- _Extracted data_:

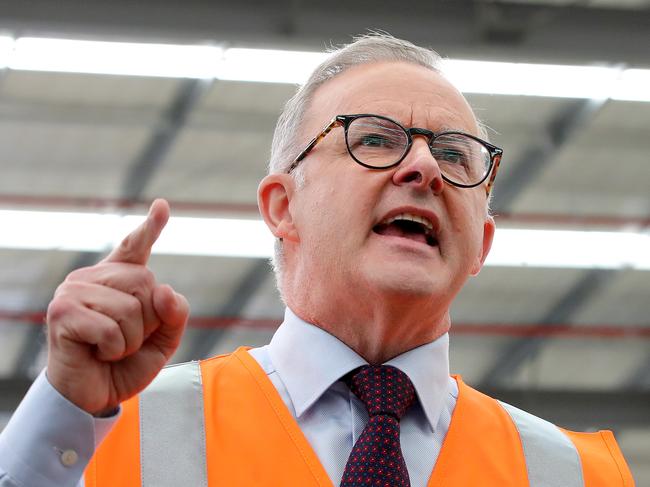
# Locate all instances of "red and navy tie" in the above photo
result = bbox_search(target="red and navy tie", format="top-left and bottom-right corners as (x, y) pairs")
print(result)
(341, 365), (415, 487)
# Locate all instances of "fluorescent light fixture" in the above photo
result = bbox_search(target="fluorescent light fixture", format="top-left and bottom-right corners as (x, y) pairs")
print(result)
(0, 210), (273, 257)
(215, 48), (327, 84)
(0, 37), (650, 101)
(8, 37), (223, 78)
(0, 36), (14, 69)
(0, 210), (650, 270)
(443, 60), (620, 98)
(486, 228), (650, 270)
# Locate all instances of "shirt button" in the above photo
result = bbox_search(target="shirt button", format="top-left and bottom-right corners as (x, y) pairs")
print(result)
(60, 450), (79, 467)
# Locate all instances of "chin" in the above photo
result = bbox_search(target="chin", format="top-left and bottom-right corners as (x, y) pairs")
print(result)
(368, 268), (444, 299)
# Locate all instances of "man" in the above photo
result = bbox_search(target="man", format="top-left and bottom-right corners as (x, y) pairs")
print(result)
(0, 35), (633, 487)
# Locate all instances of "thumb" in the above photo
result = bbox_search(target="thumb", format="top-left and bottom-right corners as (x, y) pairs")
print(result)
(147, 284), (190, 358)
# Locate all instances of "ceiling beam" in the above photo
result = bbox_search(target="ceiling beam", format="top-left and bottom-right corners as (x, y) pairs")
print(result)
(14, 79), (209, 377)
(480, 269), (615, 388)
(491, 99), (607, 214)
(177, 259), (270, 362)
(122, 79), (211, 199)
(0, 0), (650, 66)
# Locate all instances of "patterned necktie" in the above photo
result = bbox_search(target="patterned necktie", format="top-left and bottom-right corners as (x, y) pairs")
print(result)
(341, 365), (415, 487)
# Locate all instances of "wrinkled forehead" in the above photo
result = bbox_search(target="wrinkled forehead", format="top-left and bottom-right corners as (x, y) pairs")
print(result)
(302, 62), (479, 138)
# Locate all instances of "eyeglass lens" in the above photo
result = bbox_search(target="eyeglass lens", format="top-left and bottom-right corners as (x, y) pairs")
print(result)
(346, 117), (490, 185)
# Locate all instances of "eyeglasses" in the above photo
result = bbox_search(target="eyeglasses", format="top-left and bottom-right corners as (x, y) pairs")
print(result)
(287, 113), (503, 195)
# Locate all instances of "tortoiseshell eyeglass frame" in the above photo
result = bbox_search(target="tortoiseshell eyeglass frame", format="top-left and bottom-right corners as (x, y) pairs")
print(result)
(287, 113), (503, 196)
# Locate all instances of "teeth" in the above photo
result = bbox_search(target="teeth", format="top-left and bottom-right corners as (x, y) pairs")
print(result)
(381, 213), (433, 230)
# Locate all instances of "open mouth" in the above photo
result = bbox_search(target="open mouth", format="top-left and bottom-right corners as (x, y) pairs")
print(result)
(372, 213), (438, 247)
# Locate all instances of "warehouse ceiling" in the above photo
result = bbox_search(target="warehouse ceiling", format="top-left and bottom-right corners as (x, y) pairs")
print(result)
(0, 0), (650, 485)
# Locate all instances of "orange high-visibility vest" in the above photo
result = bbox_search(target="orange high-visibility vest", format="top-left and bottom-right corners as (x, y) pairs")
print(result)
(84, 348), (634, 487)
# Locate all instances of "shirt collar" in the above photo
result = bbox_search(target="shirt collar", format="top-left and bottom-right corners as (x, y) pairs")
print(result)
(269, 308), (449, 429)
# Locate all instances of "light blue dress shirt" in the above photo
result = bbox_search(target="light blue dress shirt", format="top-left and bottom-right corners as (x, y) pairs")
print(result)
(0, 309), (458, 487)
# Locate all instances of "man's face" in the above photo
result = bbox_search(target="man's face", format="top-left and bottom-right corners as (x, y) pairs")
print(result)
(290, 63), (493, 312)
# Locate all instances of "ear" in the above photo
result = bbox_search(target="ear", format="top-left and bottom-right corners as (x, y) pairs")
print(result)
(257, 174), (298, 242)
(471, 215), (496, 276)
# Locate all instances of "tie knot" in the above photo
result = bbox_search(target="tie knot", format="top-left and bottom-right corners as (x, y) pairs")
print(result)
(347, 365), (415, 420)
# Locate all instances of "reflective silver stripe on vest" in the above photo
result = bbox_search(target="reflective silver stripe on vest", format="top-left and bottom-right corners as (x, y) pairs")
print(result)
(499, 401), (584, 487)
(140, 362), (208, 487)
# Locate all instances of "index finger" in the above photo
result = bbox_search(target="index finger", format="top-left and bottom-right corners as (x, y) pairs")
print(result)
(103, 199), (169, 265)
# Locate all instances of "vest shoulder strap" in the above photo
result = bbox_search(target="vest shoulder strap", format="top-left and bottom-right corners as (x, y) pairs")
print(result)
(140, 362), (208, 487)
(499, 401), (585, 487)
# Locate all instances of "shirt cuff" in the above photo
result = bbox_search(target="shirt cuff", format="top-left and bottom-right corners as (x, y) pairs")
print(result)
(0, 370), (120, 487)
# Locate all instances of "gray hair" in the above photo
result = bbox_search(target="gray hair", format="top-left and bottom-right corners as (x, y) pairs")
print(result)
(269, 32), (480, 297)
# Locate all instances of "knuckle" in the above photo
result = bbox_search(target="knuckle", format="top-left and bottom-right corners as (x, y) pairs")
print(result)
(125, 296), (142, 317)
(63, 266), (94, 283)
(47, 296), (74, 323)
(99, 325), (123, 344)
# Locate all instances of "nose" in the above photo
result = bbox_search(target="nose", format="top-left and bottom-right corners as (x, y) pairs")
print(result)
(393, 137), (445, 195)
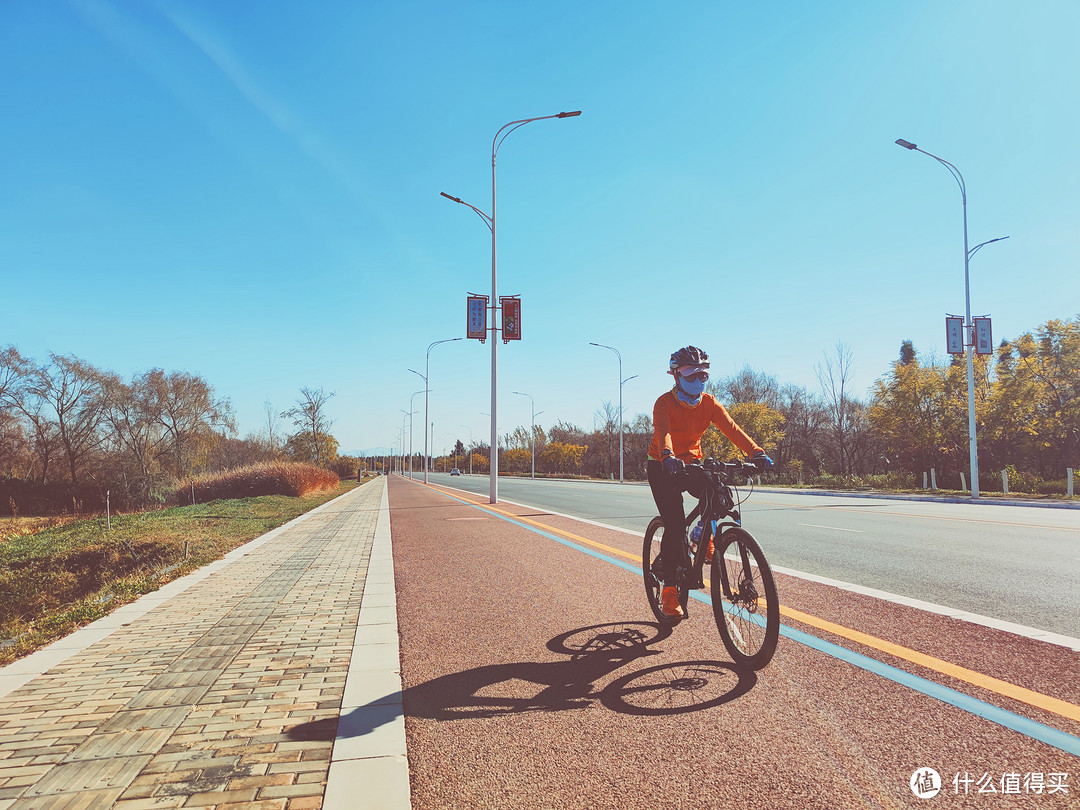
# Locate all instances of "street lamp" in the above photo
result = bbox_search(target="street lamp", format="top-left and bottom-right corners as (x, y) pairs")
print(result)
(458, 424), (472, 475)
(896, 138), (1008, 499)
(589, 342), (637, 484)
(513, 391), (543, 478)
(440, 110), (581, 503)
(408, 391), (428, 478)
(409, 338), (461, 484)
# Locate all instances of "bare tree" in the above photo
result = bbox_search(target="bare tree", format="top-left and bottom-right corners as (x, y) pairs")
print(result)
(814, 341), (854, 475)
(282, 388), (335, 464)
(100, 372), (171, 500)
(26, 354), (102, 484)
(146, 368), (233, 477)
(262, 400), (280, 453)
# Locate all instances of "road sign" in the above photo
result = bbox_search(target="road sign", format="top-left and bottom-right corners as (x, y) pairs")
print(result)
(465, 295), (488, 343)
(945, 318), (963, 354)
(499, 296), (522, 343)
(971, 318), (994, 354)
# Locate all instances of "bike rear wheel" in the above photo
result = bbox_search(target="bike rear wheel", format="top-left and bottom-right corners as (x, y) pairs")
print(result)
(642, 517), (689, 624)
(712, 527), (780, 670)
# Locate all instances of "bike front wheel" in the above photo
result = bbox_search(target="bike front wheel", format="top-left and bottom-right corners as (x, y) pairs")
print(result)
(711, 528), (780, 670)
(642, 517), (689, 624)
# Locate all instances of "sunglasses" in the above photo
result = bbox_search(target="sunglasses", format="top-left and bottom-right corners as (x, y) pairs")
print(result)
(679, 372), (708, 382)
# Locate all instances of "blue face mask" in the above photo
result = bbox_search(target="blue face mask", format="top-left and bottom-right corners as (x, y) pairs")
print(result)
(678, 377), (705, 405)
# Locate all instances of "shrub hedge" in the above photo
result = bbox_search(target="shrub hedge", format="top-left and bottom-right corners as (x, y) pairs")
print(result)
(175, 461), (341, 503)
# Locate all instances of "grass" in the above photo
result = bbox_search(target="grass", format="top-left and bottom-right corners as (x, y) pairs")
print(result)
(0, 515), (79, 543)
(0, 476), (367, 665)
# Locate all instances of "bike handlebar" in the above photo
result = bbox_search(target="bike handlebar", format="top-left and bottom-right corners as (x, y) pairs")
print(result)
(687, 458), (765, 477)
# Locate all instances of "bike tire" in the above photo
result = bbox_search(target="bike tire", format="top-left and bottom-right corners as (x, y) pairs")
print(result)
(711, 527), (780, 670)
(642, 517), (687, 625)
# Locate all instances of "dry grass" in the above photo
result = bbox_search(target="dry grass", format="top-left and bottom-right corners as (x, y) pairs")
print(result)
(0, 481), (357, 660)
(176, 461), (340, 503)
(0, 515), (85, 543)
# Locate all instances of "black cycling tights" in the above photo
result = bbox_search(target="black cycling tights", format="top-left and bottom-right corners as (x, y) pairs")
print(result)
(646, 459), (694, 585)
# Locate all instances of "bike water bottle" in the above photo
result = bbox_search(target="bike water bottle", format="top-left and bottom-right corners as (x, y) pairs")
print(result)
(690, 518), (705, 553)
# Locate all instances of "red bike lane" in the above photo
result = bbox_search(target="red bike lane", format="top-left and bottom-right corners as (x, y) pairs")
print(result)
(390, 478), (1080, 809)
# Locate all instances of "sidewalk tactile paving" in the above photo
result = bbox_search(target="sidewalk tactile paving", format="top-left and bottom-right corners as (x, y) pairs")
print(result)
(0, 478), (397, 810)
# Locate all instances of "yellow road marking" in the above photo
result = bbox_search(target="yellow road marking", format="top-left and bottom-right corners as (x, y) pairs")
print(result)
(429, 485), (1080, 723)
(780, 605), (1080, 723)
(754, 498), (1080, 531)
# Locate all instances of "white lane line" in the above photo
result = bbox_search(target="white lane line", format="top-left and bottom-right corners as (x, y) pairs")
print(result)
(795, 523), (866, 535)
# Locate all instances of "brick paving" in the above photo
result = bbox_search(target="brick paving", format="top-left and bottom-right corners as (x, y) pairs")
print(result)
(0, 478), (393, 810)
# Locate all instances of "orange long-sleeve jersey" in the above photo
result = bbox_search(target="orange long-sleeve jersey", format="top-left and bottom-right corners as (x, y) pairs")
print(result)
(649, 389), (761, 461)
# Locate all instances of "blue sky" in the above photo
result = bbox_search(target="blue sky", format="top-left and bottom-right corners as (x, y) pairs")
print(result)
(0, 0), (1080, 460)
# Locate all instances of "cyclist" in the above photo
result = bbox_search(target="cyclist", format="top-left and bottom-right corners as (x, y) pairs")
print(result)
(647, 346), (772, 619)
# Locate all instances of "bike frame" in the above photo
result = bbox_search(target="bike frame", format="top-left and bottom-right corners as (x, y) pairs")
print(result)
(684, 465), (748, 597)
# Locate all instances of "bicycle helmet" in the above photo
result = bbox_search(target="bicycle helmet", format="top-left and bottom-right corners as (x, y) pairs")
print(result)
(667, 346), (708, 376)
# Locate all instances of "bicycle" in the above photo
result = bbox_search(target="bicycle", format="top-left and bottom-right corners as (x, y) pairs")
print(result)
(642, 459), (780, 670)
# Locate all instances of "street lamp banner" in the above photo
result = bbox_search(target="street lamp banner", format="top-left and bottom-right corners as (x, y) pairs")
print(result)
(945, 318), (963, 354)
(499, 296), (522, 343)
(971, 318), (994, 354)
(465, 295), (488, 343)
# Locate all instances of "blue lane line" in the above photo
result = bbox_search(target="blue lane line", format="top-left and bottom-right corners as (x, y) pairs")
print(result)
(434, 492), (1080, 756)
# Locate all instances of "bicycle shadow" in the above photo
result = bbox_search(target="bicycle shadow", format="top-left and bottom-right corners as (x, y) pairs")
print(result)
(285, 622), (757, 742)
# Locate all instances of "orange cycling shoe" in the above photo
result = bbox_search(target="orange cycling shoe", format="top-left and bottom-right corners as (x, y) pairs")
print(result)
(660, 585), (686, 619)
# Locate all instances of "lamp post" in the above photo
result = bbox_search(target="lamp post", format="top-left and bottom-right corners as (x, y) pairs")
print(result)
(896, 138), (993, 499)
(408, 387), (428, 478)
(458, 424), (472, 475)
(513, 391), (543, 478)
(440, 110), (581, 503)
(409, 338), (461, 484)
(589, 342), (637, 484)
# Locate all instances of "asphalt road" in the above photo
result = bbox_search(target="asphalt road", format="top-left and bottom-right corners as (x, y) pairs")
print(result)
(417, 473), (1080, 638)
(389, 477), (1080, 810)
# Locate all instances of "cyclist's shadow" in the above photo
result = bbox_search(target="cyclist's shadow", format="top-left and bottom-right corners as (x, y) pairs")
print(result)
(402, 622), (757, 720)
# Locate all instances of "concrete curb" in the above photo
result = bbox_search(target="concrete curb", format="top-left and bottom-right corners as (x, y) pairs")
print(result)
(323, 475), (411, 810)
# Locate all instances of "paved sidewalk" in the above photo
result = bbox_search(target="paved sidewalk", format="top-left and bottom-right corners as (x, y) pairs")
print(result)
(0, 478), (409, 810)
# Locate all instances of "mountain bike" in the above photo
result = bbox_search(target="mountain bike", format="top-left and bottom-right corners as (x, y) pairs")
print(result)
(642, 459), (780, 670)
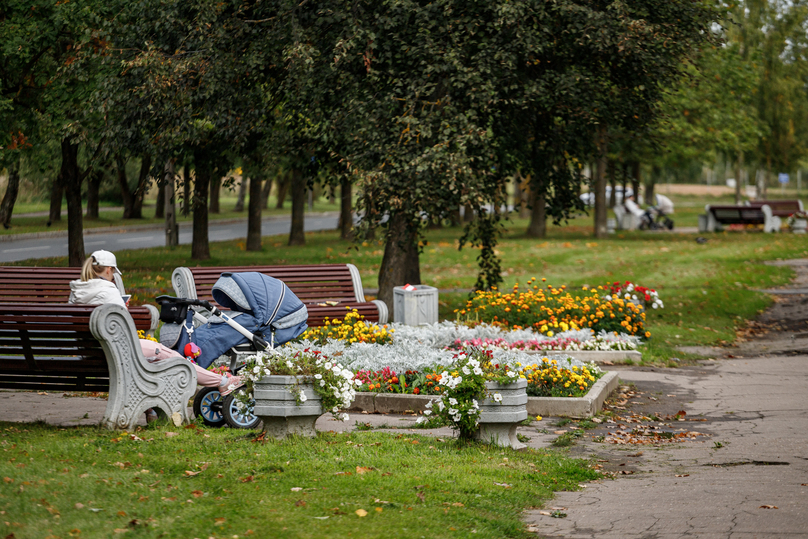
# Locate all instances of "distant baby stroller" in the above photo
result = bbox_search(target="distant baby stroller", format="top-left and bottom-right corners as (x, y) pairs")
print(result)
(157, 272), (308, 428)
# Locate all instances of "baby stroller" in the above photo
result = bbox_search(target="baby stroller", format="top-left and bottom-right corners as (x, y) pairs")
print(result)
(157, 272), (308, 429)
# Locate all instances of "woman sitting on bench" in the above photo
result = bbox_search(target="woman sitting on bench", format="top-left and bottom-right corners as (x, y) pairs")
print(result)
(68, 251), (242, 422)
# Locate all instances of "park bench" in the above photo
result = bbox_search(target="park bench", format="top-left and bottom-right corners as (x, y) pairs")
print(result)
(171, 264), (388, 327)
(0, 303), (196, 430)
(0, 266), (160, 334)
(699, 200), (803, 232)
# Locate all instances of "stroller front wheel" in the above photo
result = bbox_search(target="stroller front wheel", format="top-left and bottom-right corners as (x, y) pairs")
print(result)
(194, 387), (226, 428)
(222, 387), (261, 429)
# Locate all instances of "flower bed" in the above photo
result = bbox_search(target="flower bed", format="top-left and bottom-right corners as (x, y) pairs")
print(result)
(456, 278), (662, 337)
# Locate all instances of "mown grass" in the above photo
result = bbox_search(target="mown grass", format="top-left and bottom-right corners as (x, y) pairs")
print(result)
(0, 423), (597, 539)
(6, 199), (808, 364)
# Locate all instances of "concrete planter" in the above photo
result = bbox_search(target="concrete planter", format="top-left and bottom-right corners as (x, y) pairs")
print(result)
(474, 378), (528, 449)
(253, 375), (323, 440)
(525, 350), (642, 365)
(350, 372), (618, 417)
(527, 372), (618, 417)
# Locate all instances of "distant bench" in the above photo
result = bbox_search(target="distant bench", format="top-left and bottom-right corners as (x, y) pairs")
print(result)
(0, 303), (196, 430)
(699, 200), (803, 232)
(0, 266), (160, 333)
(171, 264), (388, 327)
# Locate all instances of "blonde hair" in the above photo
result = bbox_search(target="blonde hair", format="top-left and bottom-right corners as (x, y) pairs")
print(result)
(81, 256), (107, 281)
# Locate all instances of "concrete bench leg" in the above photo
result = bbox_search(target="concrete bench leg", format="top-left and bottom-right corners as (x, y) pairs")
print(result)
(90, 304), (196, 430)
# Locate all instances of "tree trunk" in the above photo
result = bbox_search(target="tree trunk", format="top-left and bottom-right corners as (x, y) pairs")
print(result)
(606, 159), (617, 208)
(645, 165), (662, 206)
(154, 176), (166, 219)
(115, 154), (135, 219)
(246, 172), (262, 251)
(339, 175), (353, 240)
(59, 138), (85, 267)
(0, 153), (20, 228)
(163, 159), (180, 247)
(527, 179), (547, 238)
(274, 172), (290, 210)
(48, 174), (64, 226)
(191, 148), (213, 260)
(289, 168), (306, 245)
(379, 213), (421, 321)
(210, 176), (222, 213)
(463, 204), (474, 223)
(631, 161), (641, 205)
(182, 163), (191, 217)
(594, 127), (608, 239)
(85, 168), (104, 219)
(233, 174), (250, 212)
(260, 177), (272, 210)
(132, 155), (151, 219)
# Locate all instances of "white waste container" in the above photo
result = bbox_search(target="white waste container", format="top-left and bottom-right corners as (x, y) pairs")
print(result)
(393, 284), (438, 326)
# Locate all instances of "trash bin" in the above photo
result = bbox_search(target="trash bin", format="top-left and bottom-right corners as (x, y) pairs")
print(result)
(393, 284), (438, 326)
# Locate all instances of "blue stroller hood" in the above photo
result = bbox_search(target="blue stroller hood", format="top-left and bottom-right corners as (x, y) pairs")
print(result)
(177, 272), (308, 368)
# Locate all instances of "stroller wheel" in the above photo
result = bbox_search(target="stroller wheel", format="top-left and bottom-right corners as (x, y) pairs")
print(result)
(194, 387), (226, 428)
(222, 387), (261, 429)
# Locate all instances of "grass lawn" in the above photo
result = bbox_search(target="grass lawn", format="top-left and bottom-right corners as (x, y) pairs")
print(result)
(7, 205), (808, 364)
(0, 189), (808, 539)
(0, 423), (598, 539)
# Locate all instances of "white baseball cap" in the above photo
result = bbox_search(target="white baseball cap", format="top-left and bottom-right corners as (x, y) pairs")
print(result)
(90, 250), (121, 275)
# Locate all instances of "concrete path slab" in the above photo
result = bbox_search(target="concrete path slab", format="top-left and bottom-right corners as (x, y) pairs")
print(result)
(525, 356), (808, 539)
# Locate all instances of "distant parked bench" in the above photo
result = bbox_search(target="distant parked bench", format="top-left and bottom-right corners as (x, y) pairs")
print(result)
(700, 200), (803, 232)
(171, 264), (388, 327)
(0, 303), (196, 430)
(0, 266), (160, 333)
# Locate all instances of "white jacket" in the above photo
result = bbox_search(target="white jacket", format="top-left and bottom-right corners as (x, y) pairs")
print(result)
(67, 279), (126, 307)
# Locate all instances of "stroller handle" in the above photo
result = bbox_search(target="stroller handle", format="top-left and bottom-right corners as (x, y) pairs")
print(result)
(154, 296), (218, 312)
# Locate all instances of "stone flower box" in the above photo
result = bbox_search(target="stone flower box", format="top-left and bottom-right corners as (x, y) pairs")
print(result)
(350, 372), (618, 417)
(253, 375), (323, 439)
(474, 378), (528, 449)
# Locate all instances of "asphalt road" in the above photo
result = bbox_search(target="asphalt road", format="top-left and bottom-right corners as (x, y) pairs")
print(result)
(0, 213), (339, 263)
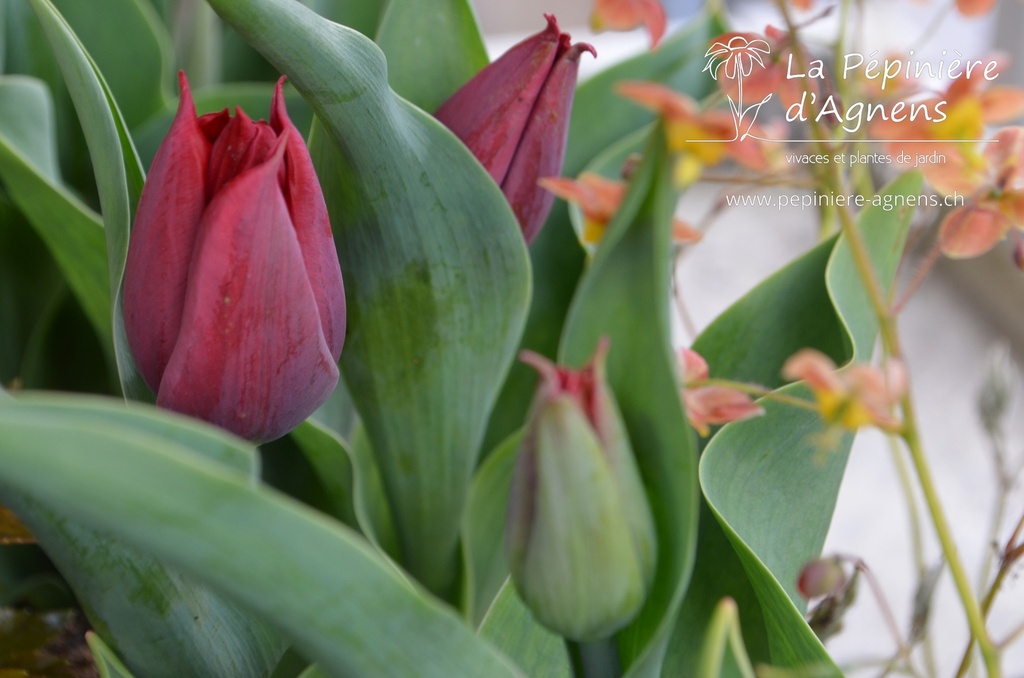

- _What needs to be done_: Display every line of the data above that contains the string "lens", treating uppercase and lowercase letters as distinct.

- _Answer_:
# Locate all instances of "eyeglass lens" in the above photo
result = bbox_search(target="eyeglass lens", format="top-left and bottom-right corners as (x, y) pairs")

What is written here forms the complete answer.